● **WHAT THIS TASK INVOLVES**
Repeat verbatim the lines of the data below, beginning with the line containing "Reviewer note: confirm one keypoint per instance of the lamp" and continuing to the end.

● **EXTRACTED RECORDS**
>> START
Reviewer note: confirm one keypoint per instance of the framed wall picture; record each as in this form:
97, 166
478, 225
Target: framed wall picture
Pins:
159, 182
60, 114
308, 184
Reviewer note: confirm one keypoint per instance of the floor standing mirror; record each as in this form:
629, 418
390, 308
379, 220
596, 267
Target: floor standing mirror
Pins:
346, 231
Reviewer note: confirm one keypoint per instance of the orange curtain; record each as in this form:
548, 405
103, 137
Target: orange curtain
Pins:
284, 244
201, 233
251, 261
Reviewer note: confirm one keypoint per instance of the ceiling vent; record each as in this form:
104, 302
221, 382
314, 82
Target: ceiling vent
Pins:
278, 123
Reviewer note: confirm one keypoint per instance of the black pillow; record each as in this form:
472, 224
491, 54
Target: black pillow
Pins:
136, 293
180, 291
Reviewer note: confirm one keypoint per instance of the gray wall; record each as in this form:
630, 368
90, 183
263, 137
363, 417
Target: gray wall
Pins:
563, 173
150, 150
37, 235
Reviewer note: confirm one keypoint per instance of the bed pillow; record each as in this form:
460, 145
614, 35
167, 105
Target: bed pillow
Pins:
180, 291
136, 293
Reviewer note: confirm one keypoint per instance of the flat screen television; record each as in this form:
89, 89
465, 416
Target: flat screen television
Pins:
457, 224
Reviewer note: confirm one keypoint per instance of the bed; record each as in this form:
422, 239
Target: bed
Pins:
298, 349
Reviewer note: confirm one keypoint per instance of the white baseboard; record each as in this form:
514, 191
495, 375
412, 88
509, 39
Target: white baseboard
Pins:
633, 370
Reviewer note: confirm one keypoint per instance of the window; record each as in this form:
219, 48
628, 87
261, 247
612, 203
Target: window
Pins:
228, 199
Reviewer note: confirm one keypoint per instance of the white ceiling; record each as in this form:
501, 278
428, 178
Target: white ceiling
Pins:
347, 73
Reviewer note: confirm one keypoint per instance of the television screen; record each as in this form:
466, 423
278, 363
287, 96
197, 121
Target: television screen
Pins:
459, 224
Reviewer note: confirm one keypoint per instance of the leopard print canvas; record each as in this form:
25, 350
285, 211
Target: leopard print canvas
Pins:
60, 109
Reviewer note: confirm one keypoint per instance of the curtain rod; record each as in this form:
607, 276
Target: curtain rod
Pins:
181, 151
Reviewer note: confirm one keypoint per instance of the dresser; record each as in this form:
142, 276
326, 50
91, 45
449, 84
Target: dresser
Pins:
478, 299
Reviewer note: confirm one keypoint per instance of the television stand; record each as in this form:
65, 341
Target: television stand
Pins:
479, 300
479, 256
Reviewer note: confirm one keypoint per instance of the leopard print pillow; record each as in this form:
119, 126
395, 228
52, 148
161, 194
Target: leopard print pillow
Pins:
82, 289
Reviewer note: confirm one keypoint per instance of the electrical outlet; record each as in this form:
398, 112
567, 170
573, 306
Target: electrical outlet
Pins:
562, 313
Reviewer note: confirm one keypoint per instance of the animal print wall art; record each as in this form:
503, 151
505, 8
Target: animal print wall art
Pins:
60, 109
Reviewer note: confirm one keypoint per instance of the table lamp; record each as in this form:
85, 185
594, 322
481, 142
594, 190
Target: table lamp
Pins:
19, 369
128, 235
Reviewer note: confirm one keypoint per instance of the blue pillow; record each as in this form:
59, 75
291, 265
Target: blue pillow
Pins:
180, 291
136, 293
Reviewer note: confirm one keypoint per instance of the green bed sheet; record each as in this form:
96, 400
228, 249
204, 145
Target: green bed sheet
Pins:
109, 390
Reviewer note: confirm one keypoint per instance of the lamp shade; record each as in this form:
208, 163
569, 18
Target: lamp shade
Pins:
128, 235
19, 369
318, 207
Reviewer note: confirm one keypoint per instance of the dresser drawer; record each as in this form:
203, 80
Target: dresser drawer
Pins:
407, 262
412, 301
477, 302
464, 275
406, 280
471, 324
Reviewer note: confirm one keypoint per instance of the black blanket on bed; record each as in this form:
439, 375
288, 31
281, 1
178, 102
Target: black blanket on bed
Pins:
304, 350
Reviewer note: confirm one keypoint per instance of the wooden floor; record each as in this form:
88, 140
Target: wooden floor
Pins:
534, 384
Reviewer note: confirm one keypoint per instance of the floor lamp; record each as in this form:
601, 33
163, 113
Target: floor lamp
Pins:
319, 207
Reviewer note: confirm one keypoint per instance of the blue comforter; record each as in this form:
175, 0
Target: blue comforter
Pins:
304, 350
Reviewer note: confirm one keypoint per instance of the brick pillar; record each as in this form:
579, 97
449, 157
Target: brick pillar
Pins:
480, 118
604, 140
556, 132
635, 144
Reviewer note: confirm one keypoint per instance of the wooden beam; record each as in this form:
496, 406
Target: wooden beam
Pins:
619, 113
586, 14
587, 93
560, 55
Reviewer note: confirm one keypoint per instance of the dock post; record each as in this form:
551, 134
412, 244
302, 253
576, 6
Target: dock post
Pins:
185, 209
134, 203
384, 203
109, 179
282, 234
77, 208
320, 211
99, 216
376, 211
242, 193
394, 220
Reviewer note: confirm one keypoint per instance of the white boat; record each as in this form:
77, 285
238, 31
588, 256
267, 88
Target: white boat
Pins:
>> END
● **SOLUTION TO THE EXERCISE**
Reviewer note: confirm one keypoint per instance of the lamp shade; record each as in this form:
208, 163
569, 18
Target: lamp shade
Pins:
128, 235
19, 369
318, 207
Reviewer note: confirm one keypoint per instance of the dresser drawer; record each as in this form:
203, 80
Target: dresser drawer
Pins:
407, 262
412, 301
477, 302
464, 275
406, 280
471, 324
Reviewer note: confirm one keypoint per instance of the black blanket on bed; record each as in this form:
439, 375
288, 31
281, 1
178, 102
Target: black blanket on bed
Pins:
304, 350
Reviewer note: confirm one keypoint per instance of the wooden floor; record each as in this form:
88, 140
Target: wooden floor
Pins:
534, 384
Reviewer note: confirm one keypoint per instance of the floor lamp; record each as in this form:
601, 33
163, 113
Target: floor lamp
Pins:
319, 207
Reviewer note: confirm one keypoint per instance of the blue comforter; record each as in this form:
175, 0
Target: blue comforter
Pins:
304, 350
Reviewer note: confirm one keypoint per instance of the brick pillar; record each as in this form:
579, 97
449, 157
Target: brick pillar
Pins:
480, 118
604, 140
556, 132
635, 144
Reviewer note: confirm one keypoint per instance of the wooden beam; record each as in this form:
496, 406
Target: wooden beam
Pins:
619, 113
586, 14
587, 93
560, 55
Reviewer note: confirm one keypoint per instance of the dock post; record each as in this form:
551, 134
412, 244
302, 253
576, 6
Target: dock post
Pins:
185, 209
134, 203
384, 203
109, 179
282, 234
77, 208
320, 211
99, 216
376, 211
242, 193
394, 220
Reviewer note: confirm one keypoint per instance of the white boat; record each as in this form:
77, 285
238, 31
588, 256
267, 88
Target: white boat
Pins:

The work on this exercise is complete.